**Try it:**
Restate the records in full, keeping every word as it is.

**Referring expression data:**
• • • •
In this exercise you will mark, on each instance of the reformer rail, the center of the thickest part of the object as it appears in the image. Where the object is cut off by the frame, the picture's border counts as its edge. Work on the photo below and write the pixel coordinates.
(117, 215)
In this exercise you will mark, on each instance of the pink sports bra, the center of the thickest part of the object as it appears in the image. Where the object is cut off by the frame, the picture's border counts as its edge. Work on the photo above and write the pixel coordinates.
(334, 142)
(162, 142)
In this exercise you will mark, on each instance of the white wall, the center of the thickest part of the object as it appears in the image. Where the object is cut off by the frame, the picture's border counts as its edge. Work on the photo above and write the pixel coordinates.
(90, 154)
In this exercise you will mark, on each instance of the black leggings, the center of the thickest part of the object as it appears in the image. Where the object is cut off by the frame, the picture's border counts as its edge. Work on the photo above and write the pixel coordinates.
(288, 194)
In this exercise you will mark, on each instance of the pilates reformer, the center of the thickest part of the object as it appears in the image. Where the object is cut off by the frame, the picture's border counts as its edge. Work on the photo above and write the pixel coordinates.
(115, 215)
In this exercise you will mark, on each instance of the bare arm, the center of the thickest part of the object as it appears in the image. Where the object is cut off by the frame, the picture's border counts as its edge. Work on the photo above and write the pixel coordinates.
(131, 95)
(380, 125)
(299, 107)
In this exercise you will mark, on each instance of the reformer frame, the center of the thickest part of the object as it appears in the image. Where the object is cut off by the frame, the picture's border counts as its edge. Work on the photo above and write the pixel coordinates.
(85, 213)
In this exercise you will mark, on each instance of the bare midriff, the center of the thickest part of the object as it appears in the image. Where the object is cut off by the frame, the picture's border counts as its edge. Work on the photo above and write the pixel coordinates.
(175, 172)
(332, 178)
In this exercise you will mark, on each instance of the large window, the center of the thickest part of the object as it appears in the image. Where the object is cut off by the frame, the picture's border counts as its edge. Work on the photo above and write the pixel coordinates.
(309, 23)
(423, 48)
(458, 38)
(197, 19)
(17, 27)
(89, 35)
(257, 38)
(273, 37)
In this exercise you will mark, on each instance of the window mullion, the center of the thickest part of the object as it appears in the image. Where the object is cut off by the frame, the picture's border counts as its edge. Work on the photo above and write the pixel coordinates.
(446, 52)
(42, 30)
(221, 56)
• • • •
**Problem solution:**
In this exercise you will mark, on each instance of the reformer rail, the center of the thickest part of the object as it appears in the image. Where the object is cut off by the frame, the picture's border counts as its edge. Work on the photo below and write the pixel coordinates.
(117, 215)
In this exercise you will mark, on each instance of the pink sports bra, the center of the thickest part of the object as it appears in the image. Where the object is cut off by the frame, the picture's border counts as its edge. Work on the photo above and write the pixel coordinates.
(334, 142)
(162, 142)
In this exercise you will mark, on each instance of the white wall, the center of the thickest part of the object as it appears in the image. Where the object is cut off by the frame, the picture's border counts as its edge. Work on the photo above and write the pixel coordinates.
(90, 154)
In this exercise you will mark, on each instance of the black leggings, the center of the thickest part of the object as it appears in the image. Where the object is cut off by the frame, the picture's border counts as its edge. Work on the photo above and write the pixel coordinates.
(288, 194)
In this exercise you will mark, on each instance of the pilates reformer, the center of the thickest part of the object as it appears in the image. Where the object is cut off by the frame, the picture's border counts as its edge. Work on the photo above and write the pixel coordinates.
(115, 215)
In this exercise you will mark, on each instance of the bare arm, the center of the thickest part of the object as it appears in the image. Where the object is cut off by the frame, the picture's border counts as its edge. Work on the photo above and write the pixel coordinates.
(131, 95)
(380, 125)
(299, 107)
In this exercise you will mark, on each instance of the reformer frame, the center of the thickest part of the object as it appears in the image. Where the object is cut off by the frame, the picture's border counts as its edge. Work on the photo above and write the pixel coordinates.
(85, 213)
In this exercise you will mark, on each instance of the bare midriff, the center of the thickest part of the object as it appears in the image. Where the object is cut off by the frame, the picture's border counts as its edge. Work on the photo above and write the pixel coordinates.
(175, 172)
(332, 178)
In this exercise you will mark, on each instance of the large window, the center of the thickest part of the object as it appears in the image. Where the object is cut off by the frame, the picture's border counts as its edge. Work on the photo above and write the pixel coordinates.
(309, 23)
(423, 48)
(458, 38)
(197, 19)
(17, 27)
(89, 35)
(257, 38)
(273, 37)
In this exercise you will mark, on each instance of the window mullion, the center of the thickest part of the object as it appears in the image. Where the object is cut off by the frame, the picture's border counts as its edge. Work on the photo above and write the pixel coordinates.
(446, 52)
(42, 30)
(221, 56)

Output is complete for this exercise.